*Selected text:*
** Start **

An exemplary embodiment is shown and discussed for comparison purposes.
The fluid selector assembly 70 has a primary fluid passageway 72 and a control
jet assembly
74. The control jet assembly 74 has a single control jet passageway 76. Other
embodiments
may employ additional control jets. The fluid F enters the fluid selector
assembly 70 at the
primary passageway 72 and flows towards the fluidic switch 90. A portion of
the fluid flow
splits off from the primary passageway 72 to the control jet assembly 74. The
control jet
assembly 74 includes a control jet passageway 76 having at least one inlet 77
providing fluid
communication to the primary passageway 72, and an outlet 78 providing fluid
communication to the fluidic switch assembly 90. A nozzle 71 can be provided
if desired to
create a "jet" of fluid upon exit, but it not required. The outlet 78 is
connected to the fluidic
switch assembly 90 and directs fluid (or communicates hydrostatic pressure) to
the fluidic
switch assembly. The control jet outlet 78 and the downstream portion 79 of
the control jet
passageway 72 longitudinally overlap the lower portion 92 of the fluidic
switch assembly 90,
as shown.

** End **

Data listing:
** Start **

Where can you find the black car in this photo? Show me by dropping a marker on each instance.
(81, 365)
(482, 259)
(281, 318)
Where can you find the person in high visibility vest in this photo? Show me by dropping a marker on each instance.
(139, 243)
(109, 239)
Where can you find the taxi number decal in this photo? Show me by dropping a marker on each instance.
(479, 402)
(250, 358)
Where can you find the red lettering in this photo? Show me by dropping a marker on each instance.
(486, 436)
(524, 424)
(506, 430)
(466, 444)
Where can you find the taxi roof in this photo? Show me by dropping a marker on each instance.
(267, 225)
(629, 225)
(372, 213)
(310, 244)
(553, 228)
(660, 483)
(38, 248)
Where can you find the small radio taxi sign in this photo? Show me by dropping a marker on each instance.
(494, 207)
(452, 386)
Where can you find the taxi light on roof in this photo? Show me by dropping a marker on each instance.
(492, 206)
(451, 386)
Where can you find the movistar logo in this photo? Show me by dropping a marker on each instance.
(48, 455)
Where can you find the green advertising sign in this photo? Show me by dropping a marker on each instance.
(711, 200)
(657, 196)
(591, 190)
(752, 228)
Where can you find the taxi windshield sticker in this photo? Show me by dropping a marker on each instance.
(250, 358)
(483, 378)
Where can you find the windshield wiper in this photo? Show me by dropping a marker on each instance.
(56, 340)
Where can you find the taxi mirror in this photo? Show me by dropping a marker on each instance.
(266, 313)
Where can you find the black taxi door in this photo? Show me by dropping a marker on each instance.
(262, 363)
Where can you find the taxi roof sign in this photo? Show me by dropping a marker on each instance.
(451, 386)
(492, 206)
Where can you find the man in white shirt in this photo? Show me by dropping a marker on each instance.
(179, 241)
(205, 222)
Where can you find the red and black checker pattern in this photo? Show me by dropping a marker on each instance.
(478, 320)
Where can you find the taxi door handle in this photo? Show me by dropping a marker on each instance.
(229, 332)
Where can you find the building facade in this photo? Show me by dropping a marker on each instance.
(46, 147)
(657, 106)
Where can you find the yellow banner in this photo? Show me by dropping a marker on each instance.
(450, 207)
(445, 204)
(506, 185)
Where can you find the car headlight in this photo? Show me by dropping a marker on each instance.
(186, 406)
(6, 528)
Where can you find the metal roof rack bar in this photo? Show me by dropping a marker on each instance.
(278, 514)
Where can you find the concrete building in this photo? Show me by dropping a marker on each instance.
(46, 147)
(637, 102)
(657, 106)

** End **

*Work to do:*
**A)** Decide whether each statement agrees with the fluid selector excerpt, answering yes or no and quoting the words from it that settle the matter: (i) the control jet assembly 74 has only one control jet passageway; (ii) the fluid F enters the fluid selector assembly 70 at the fluidic switch 90; (iii) the outlet 78 is connected to the fluidic switch assembly 90.
**B)** In the fluid selector excerpt, what does inlet 77 provide fluid communication to?
**C)** Write the next part of the fluid selector excerpt, picking up after its last sentence.
You don't need the records for anything here.

*Answers to the exercise:*
**A)**
(i) Yes: "The control jet assembly 74 has a single control jet passageway 76."
(ii) No: "The fluid F enters the fluid selector assembly 70 at the primary passageway 72 and flows towards the fluidic switch 90."
(iii) Yes: "The outlet 78 is connected to the fluidic switch assembly 90"

**B)** The primary passageway 72.

**C)**
The exemplary control jet assembly further includes a plurality of inlets 77,
as shown. The
inlets preferably include flow control features 80, such as the chambers 82
shown, for
controlling the volume of fluid F which enters the control jet assembly from
the primary
passageway dependent on the characteristic of the fluid. That is, the fluid
selector assembly
70 "selects" for fluid of a preferred characteristic. In the embodiment shown,
where the fluid
is of a relatively higher viscosity, such as oil, the fluid flows through the
inlets 77 and the
control passageway 76 relatively freely. The fluid exiting the downstream
portion 79 of the
control jet passageway 72 through nozzle 78, therefore, "pushes" the fluid
flowing from the
primary passageway after its entry into the fluidic switch 90 at mouth 94. The
control jet
effectively directs the fluid flow towards a selected side of the switch
assembly. In this case,
where the production of oil is desired, the control jet directs the fluid flow
through the switch
90 along the "on" side. That is, fluid is directed through the switch towards
the switch "on"
passageway 96 which, in turn, directs the fluid into the vortex assembly to
produce a
relatively direct flow toward the vortex outlet 102, as indicated by the solid
arrow.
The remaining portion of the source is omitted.